What you will do
Retype the entries below word for word, leaving none out.

====== Information shown ======

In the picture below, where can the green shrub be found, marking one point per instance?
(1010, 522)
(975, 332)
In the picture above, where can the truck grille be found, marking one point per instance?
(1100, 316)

======

Expected output
In the picture below, where can the green shrub be found, marking one point per instance?
(1010, 522)
(975, 332)
In the picture above, where can the truck grille be found, marking one point per instance?
(1100, 316)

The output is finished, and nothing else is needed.